# What is being asked:
Give all the data again exactly.

──────────────────────────────

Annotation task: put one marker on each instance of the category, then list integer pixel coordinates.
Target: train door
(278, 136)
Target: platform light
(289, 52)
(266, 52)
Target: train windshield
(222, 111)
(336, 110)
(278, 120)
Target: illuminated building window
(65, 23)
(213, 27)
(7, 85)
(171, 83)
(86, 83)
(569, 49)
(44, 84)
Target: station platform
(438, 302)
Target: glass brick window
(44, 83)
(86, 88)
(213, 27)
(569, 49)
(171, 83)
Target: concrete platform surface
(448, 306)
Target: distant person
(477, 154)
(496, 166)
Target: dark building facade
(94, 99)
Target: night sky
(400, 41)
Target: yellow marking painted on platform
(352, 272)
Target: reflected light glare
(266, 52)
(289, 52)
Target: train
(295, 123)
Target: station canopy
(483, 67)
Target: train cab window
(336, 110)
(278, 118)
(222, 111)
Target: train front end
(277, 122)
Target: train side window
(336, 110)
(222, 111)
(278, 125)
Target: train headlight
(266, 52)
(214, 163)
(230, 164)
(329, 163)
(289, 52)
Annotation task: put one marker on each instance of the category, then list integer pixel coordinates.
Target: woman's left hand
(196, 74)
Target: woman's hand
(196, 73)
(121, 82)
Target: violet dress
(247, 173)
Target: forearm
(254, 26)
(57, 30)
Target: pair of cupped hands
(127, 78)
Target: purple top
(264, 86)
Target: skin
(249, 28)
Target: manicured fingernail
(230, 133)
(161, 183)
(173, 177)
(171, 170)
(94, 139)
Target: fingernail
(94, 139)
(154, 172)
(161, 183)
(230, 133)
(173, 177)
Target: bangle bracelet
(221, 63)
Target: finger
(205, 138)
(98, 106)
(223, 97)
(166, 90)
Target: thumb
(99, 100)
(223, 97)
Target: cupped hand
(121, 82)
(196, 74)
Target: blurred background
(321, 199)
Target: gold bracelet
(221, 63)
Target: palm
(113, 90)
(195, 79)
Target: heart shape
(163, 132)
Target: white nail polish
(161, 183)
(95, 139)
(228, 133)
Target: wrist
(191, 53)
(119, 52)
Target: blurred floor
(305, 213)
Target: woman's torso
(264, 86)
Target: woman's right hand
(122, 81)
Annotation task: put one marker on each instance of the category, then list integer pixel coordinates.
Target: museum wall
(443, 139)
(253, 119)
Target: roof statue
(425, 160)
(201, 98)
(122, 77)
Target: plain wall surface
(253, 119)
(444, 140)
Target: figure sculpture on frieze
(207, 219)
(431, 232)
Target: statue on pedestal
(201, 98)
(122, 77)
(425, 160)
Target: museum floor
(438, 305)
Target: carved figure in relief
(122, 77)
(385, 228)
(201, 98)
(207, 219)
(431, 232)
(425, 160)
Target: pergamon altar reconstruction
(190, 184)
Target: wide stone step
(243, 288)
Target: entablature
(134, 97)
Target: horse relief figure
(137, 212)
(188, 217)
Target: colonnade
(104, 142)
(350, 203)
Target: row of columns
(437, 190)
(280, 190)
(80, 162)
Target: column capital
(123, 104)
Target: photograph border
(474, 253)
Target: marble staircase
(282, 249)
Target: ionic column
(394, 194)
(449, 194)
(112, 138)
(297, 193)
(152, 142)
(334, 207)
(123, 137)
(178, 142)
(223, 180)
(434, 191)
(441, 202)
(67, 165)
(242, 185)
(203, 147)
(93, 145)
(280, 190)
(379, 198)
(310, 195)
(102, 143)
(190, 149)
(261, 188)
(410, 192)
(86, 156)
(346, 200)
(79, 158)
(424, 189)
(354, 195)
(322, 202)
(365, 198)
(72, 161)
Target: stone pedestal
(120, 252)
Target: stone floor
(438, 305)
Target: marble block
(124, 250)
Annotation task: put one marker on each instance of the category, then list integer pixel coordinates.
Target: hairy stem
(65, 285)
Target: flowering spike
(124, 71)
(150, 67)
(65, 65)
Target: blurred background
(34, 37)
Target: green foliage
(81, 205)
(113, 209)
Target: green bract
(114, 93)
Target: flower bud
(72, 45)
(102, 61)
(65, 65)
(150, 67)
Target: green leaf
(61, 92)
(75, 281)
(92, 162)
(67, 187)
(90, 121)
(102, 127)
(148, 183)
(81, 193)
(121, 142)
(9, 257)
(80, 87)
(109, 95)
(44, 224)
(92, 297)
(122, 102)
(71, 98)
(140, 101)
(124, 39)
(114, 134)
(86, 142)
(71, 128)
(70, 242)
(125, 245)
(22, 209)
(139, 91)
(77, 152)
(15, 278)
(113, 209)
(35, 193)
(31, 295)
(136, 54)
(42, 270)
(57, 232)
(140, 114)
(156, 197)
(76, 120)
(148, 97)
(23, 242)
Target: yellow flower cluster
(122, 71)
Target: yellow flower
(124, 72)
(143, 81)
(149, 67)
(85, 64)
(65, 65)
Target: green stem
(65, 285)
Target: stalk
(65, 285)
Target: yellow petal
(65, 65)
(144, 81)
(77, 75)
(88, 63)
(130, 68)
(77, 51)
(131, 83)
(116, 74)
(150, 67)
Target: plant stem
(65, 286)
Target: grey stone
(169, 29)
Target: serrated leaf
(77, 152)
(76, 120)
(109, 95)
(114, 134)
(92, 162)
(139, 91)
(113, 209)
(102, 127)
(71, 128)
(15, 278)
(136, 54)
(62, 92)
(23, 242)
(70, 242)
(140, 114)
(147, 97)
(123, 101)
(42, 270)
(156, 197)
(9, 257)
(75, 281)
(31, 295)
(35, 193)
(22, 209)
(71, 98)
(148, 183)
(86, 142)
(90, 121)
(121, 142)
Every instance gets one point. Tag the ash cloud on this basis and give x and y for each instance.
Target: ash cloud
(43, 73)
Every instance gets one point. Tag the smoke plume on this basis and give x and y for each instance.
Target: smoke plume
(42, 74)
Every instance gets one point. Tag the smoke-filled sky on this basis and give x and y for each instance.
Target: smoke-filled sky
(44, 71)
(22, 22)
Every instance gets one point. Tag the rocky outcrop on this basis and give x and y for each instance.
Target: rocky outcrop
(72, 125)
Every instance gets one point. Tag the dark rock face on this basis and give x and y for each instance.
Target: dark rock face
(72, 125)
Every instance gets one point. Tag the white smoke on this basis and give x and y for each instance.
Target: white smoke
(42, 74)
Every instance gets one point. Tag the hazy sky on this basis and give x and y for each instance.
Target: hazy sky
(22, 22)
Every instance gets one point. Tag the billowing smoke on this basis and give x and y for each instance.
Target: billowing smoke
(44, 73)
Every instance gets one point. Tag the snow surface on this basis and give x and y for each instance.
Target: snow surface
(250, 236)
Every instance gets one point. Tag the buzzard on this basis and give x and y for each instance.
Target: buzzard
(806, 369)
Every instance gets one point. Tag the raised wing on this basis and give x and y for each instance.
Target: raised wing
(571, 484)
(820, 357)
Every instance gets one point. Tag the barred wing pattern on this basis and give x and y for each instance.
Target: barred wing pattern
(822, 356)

──────────────────────────────

# Output below:
Annotation task: put one marker on each instance of the category, then list integer pixel coordinates.
Target: train door
(278, 136)
Target: platform light
(289, 52)
(266, 52)
Target: train windshield
(222, 111)
(336, 110)
(278, 120)
Target: illuminated building window
(65, 23)
(213, 27)
(7, 85)
(171, 83)
(86, 83)
(569, 49)
(44, 84)
Target: station platform
(438, 302)
Target: glass brick window
(44, 83)
(86, 88)
(213, 27)
(569, 49)
(171, 83)
Target: concrete platform surface
(448, 306)
Target: distant person
(477, 154)
(496, 166)
Target: dark building facade
(94, 99)
Target: night sky
(400, 41)
Target: yellow marking painted on platform
(352, 272)
Target: reflected light glare
(266, 52)
(289, 52)
Target: train
(295, 123)
Target: station canopy
(483, 67)
Target: train cab window
(336, 110)
(278, 118)
(222, 111)
Target: train front end
(277, 122)
Target: train side window
(336, 110)
(222, 111)
(278, 125)
Target: train headlight
(266, 52)
(214, 163)
(230, 164)
(329, 163)
(289, 52)
Annotation task: put one marker on each instance of the category, then list integer pixel coordinates.
Target: woman's left hand
(196, 74)
Target: woman's hand
(196, 73)
(121, 82)
Target: violet dress
(247, 173)
Target: forearm
(254, 26)
(57, 30)
Target: pair of cupped hands
(127, 78)
Target: purple top
(264, 86)
Target: skin
(249, 28)
Target: manicured fingernail
(230, 133)
(161, 183)
(173, 177)
(171, 170)
(94, 139)
Target: fingernail
(94, 139)
(154, 172)
(161, 183)
(230, 133)
(173, 177)
Target: bangle bracelet
(221, 63)
Target: finger
(205, 138)
(98, 106)
(223, 97)
(166, 90)
Target: thumb
(99, 100)
(223, 97)
Target: cupped hand
(121, 82)
(196, 74)
Target: blurred background
(321, 199)
Target: gold bracelet
(221, 63)
Target: palm
(113, 90)
(195, 79)
Target: heart shape
(163, 132)
Target: white nail polish
(161, 183)
(95, 139)
(228, 133)
Target: wrist
(191, 53)
(119, 52)
Target: blurred floor
(305, 213)
Target: woman's torso
(264, 86)
Target: woman's right hand
(122, 81)
Annotation task: put one marker on each instance of the category, then list integer pixel coordinates.
Target: museum wall
(443, 139)
(253, 119)
Target: roof statue
(425, 160)
(201, 98)
(122, 77)
Target: plain wall surface
(253, 119)
(444, 140)
Target: figure sculpture on frieze
(207, 219)
(431, 232)
Target: statue on pedestal
(201, 98)
(122, 77)
(425, 160)
Target: museum floor
(438, 305)
Target: carved figure in relief
(122, 77)
(385, 228)
(201, 98)
(207, 219)
(431, 232)
(425, 160)
Target: pergamon altar reconstruction
(190, 184)
Target: wide stone step
(243, 288)
Target: entablature
(134, 97)
Target: horse relief figure
(137, 212)
(188, 217)
Target: colonnade
(104, 142)
(350, 203)
Target: row of columns
(437, 190)
(280, 190)
(80, 162)
Target: column capital
(123, 104)
Target: photograph border
(474, 253)
Target: marble staircase
(282, 249)
Target: ionic column
(394, 194)
(449, 194)
(112, 138)
(297, 193)
(152, 142)
(334, 207)
(123, 137)
(178, 142)
(223, 180)
(434, 191)
(441, 202)
(67, 165)
(242, 185)
(203, 147)
(93, 145)
(280, 190)
(379, 198)
(310, 195)
(102, 143)
(190, 149)
(261, 188)
(410, 192)
(86, 156)
(346, 200)
(79, 158)
(424, 189)
(354, 195)
(322, 202)
(365, 198)
(72, 161)
Target: stone pedestal
(120, 252)
Target: stone floor
(438, 305)
Target: marble block
(124, 250)
Annotation task: put one marker on each instance of the category, then list integer pixel coordinates.
Target: hairy stem
(65, 285)
Target: flowering spike
(124, 71)
(150, 67)
(65, 65)
Target: blurred background
(34, 37)
Target: green foliage
(81, 205)
(113, 209)
Target: green bract
(114, 93)
Target: flower bud
(72, 45)
(102, 61)
(65, 65)
(150, 67)
Target: green leaf
(61, 92)
(75, 281)
(92, 162)
(67, 187)
(90, 121)
(102, 127)
(148, 183)
(81, 193)
(121, 142)
(9, 257)
(80, 87)
(109, 95)
(44, 224)
(92, 297)
(122, 102)
(71, 98)
(140, 101)
(124, 39)
(114, 134)
(86, 142)
(71, 128)
(70, 242)
(125, 245)
(22, 209)
(139, 91)
(77, 152)
(15, 278)
(113, 209)
(35, 193)
(31, 295)
(136, 54)
(42, 270)
(57, 232)
(140, 114)
(156, 197)
(76, 120)
(148, 97)
(23, 242)
Target: yellow flower cluster
(122, 71)
Target: yellow flower
(124, 72)
(143, 81)
(149, 67)
(85, 64)
(65, 65)
Target: green stem
(65, 285)
Target: stalk
(65, 285)
Target: yellow petal
(65, 65)
(144, 81)
(77, 75)
(88, 63)
(130, 68)
(77, 51)
(131, 83)
(116, 74)
(150, 67)
Target: plant stem
(65, 286)
Target: grey stone
(169, 29)
Target: serrated leaf
(77, 152)
(76, 120)
(109, 95)
(114, 134)
(92, 162)
(139, 91)
(113, 209)
(102, 127)
(71, 128)
(15, 278)
(136, 54)
(62, 92)
(23, 242)
(70, 242)
(140, 114)
(147, 97)
(123, 101)
(42, 270)
(156, 197)
(9, 257)
(75, 281)
(31, 295)
(35, 193)
(22, 209)
(71, 98)
(148, 183)
(86, 142)
(90, 121)
(121, 142)
Every instance gets one point. Tag the ash cloud on this basis and give x and y for each instance.
Target: ash cloud
(43, 73)
Every instance gets one point. Tag the smoke plume on this basis and give x and y for each instance.
Target: smoke plume
(42, 74)
Every instance gets one point. Tag the smoke-filled sky on this basis and give x and y for each instance.
Target: smoke-filled sky
(44, 71)
(22, 22)
Every instance gets one point. Tag the rocky outcrop on this basis and give x and y for each instance.
Target: rocky outcrop
(72, 125)
Every instance gets one point. Tag the dark rock face on this basis and give x and y for each instance.
Target: dark rock face
(72, 125)
Every instance gets one point. Tag the white smoke on this basis and give x and y for each instance.
Target: white smoke
(42, 74)
Every instance gets one point. Tag the hazy sky on this basis and give x and y for each instance.
Target: hazy sky
(22, 22)
Every instance gets one point. Tag the billowing smoke on this basis and give x and y for each instance.
Target: billowing smoke
(44, 73)
Every instance gets one point. Tag the snow surface on this basis and give x and y for each instance.
Target: snow surface
(250, 236)
Every instance gets one point. Tag the buzzard on this basis and give x and y for each instance.
Target: buzzard
(806, 369)
Every instance gets one point. Tag the raised wing on this basis and give x and y for each instance.
Target: raised wing
(571, 484)
(820, 357)
Every instance gets one point. Tag the barred wing pattern on this basis and give x and y for each instance.
Target: barred wing pattern
(822, 356)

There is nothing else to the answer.